### Exercise task 1:
Count the lines in the records below that contain the string "windshield", and reply with that number alone.

### Supplied text:
-=-=-=-=-
III. Basis for Supplemental Proposed Rule

    The NAS report makes very clear how little we actually know--in a
scientific sense--about the theory and practice of polygraphs, either
in support of or against the use of polygraphs in a variety of
contexts. DOE found many of the NAS's concerns about the ``validity''
of polygraph testing to be well taken. Some employees feel quite
strongly that the polygraph is a dangerous tool that either has or will
deprive us of the kind of talent that is needed to support our
important national security programs. And, yet, DOE proposes to
conclude that the utility of polygraphs is strong enough to merit their
use in certain situations, for certain classes of individuals, and with
certain protections that minimize legitimate concerns expressed by the
NAS, employees of the Department and its contractors, and other
observers.
    DOE is therefore proposing substantial changes to how we use the
polygraph in the context of the Department's counterintelligence
program. In preparing today's proposal, DOE carefully weighed
considerations of fairness to employees with national security
objectives. DOE weighed the critical need to protect important classes
of national security information against the reality that such
information's value is realized in some situations only when shared
among talented individuals, without which our national security would
suffer. DOE weighed the possibility that individuals who might
otherwise be critically important to our national security might not be
able to contribute to our security if they choose another type of
employment because they object to taking a polygraph exam. DOE weighed
the possibility that a polygraph exam that is sensitive enough to raise
the likelihood of ``catching'' someone who means to do harm to the
United States is also sensitive enough to raise the risk that many
``innocent'' employees will have their lives and employment disrupted
by an examination that is either inconclusive or wrongly indicates
deception, thereby also potentially depriving the government of their
services. Throughout, DOE has been guided by the NAS Report, a study of
considerable rigor and integrity both in the sense of what it tells us
about what we know and don't know about scientific evidence relating to
the polygraph, and in its willingness to make clear the limitations
under which the study was conducted.
-=-=-=-=-
### Exercise task 2:
Carry on the passage about DOE's polygraph proposal above, beginning right after its final sentence.

### Working data:
-=-=-=-=-
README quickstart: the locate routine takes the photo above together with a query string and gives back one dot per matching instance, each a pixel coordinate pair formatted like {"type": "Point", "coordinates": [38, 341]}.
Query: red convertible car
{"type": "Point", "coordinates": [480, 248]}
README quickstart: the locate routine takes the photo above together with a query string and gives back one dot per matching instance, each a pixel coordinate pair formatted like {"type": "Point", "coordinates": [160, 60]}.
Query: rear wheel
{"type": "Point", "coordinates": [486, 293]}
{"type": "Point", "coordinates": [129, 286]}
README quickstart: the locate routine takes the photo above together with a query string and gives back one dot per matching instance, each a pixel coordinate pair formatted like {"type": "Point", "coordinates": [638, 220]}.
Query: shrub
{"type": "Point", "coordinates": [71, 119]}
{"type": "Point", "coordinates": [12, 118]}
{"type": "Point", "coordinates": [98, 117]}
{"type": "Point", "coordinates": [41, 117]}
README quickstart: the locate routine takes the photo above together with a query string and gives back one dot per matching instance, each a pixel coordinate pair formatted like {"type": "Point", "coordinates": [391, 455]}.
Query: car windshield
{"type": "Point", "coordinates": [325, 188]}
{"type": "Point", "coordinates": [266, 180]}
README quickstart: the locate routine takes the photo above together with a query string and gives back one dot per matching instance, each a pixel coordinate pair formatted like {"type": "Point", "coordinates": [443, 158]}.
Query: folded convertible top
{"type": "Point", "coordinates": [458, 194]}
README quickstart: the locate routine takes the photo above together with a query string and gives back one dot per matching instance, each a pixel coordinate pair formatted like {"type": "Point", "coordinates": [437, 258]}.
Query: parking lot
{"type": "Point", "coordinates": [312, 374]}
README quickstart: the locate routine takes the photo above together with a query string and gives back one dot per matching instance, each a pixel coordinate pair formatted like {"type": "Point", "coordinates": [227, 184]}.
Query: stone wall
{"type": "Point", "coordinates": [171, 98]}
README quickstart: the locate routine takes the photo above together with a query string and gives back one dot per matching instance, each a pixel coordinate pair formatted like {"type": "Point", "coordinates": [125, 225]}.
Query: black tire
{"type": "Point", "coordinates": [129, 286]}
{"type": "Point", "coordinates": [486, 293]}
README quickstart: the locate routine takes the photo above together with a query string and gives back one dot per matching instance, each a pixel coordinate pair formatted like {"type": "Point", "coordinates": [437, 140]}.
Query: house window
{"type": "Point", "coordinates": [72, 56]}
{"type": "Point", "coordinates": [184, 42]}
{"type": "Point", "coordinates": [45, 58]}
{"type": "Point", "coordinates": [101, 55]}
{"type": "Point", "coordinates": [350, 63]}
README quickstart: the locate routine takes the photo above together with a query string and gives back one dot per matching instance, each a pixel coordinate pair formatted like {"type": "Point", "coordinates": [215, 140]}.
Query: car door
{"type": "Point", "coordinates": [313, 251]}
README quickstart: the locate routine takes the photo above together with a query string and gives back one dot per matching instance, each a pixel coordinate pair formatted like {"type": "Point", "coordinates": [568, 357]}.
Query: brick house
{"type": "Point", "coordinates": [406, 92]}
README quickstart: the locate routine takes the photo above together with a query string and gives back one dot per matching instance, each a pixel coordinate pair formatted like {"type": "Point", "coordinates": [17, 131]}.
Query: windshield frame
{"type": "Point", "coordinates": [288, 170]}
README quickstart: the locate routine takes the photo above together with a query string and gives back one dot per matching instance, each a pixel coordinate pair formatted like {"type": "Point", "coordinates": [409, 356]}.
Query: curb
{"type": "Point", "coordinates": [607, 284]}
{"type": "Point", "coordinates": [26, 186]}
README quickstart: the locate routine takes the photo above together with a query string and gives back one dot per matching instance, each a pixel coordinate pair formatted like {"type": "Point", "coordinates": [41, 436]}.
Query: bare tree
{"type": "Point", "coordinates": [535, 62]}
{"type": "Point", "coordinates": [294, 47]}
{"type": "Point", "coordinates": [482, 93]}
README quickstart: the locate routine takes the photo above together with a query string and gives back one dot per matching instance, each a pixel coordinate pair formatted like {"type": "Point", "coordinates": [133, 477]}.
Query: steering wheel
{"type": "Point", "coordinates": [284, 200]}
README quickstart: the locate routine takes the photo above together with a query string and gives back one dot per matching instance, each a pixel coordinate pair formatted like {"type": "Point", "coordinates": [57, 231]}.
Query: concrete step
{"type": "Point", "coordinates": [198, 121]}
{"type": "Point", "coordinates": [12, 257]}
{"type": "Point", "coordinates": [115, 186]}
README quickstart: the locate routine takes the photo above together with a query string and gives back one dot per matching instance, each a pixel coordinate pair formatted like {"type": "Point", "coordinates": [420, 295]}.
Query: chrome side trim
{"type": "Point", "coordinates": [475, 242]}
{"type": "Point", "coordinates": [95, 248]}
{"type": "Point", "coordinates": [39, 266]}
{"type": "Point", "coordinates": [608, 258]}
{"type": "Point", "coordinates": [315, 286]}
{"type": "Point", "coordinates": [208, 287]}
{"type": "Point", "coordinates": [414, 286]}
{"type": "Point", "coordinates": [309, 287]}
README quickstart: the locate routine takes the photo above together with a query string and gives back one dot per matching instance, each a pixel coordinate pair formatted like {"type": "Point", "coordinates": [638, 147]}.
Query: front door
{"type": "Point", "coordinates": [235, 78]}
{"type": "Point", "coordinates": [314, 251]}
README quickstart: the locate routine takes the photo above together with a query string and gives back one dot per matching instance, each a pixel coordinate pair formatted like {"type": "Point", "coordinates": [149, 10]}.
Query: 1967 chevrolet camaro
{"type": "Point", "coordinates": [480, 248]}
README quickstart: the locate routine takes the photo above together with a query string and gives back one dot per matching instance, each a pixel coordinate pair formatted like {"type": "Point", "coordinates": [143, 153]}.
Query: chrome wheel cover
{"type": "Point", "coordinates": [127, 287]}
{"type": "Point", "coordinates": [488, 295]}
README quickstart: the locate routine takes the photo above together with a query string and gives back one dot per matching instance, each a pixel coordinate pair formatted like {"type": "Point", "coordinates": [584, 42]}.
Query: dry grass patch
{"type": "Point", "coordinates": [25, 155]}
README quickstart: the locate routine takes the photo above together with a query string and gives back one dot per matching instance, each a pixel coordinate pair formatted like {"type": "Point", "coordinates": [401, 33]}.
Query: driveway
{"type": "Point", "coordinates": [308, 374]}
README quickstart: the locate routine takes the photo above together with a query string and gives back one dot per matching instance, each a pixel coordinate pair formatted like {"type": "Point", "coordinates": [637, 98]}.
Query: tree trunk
-=-=-=-=-
### Expected output 1:
2

### Expected output 2:
    Perhaps the most difficult issue involves the use of a polygraph as
a screening tool, either as a pre-employment test, or as is the case
with DOE, as a tool for determining access to certain types of
information, programs, or materials. The NAS report points out that the
generic nature of the questions asked in the traditional
counterintelligence scope exam poses concerns for validity, concerns
that are present to a lesser degree when a polygraph exam is focused on
a specific set of facts or circumstances. Thus, the NAS report stated,
``we conclude that in populations of examinees such as those
represented in the polygraph research literature, untrained in
countermeasures, specific-incident polygraph tests can discriminate
lying from truth telling at rates well above chance, though well below
perfection.'' By contrast, ``polygraph accuracy for screening purposes
is almost certainly lower than what can be achieved by specific-
incident polygraph tests in the field.''
    Adding to the difficulty for public policy makers is the NAS'
conclusion that ``virtually all the available scientific evidence on
polygraph test validity comes from studies of specific-event
investigations'' rather than studies of polygraphs used as a screening
tool, and the ``general quality of the evidence for judging polygraph
validity is relatively low.'' However, several agencies within the U.S.
intelligence community have utilized the counterintelligence scope
polygraph for many years as part of both their hiring process and
periodic security evaluations of on-board personnel. Those examinations
have proved to be very valuable.
    Federal agencies deploying the counterintelligence scope polygraph
as a screening tool for initial hiring or initial access have detected
applicants for classified positions within those agencies who were
directed by foreign governments or entities to seek employment with the
agencies in order to gain successful penetrations within the various
U.S. Government components.
    U.S. agencies have also benefited from the utilization of the
polygraph screen as part of periodic security evaluations and re-
investigations of federal employees and contractor personnel. Such
examinations have resulted in multiple admissions in several different
areas:
     Knowingly providing classified information to members of
foreign intelligence services.
     Involvement in various stages of recruitment efforts by
foreign intelligence services.
     Prior unreported contacts with known foreign intelligence
officers.
     Efforts by employees to make clandestine contact with
foreign diplomatic establishments or foreign intelligence officers.
     Serious contemplation of, or plans to commit, acts of
espionage.
     Knowingly providing classified information to foreign
nationals and uncleared U.S. persons.
    As a result of admissions and subsequent investigations, federal
agencies have disrupted on going clandestine relationships between
employees/contractors and foreign intelligence officers, and stopped
others in their beginning phases, or even before the clandestine
relationships began.
    If this were the end of the inquiry, it would be a relatively
straightforward matter. The probability would be that use of the
polygraph screen as one tool for counterintelligence would have a value
that demanded its use in the context of access to information the
protection of which is critical to our national security, even taking
into account questions of employee morale and the resources necessary
to sustain such a program. The value of its use in specific-incident
investigations would be presumably greater still.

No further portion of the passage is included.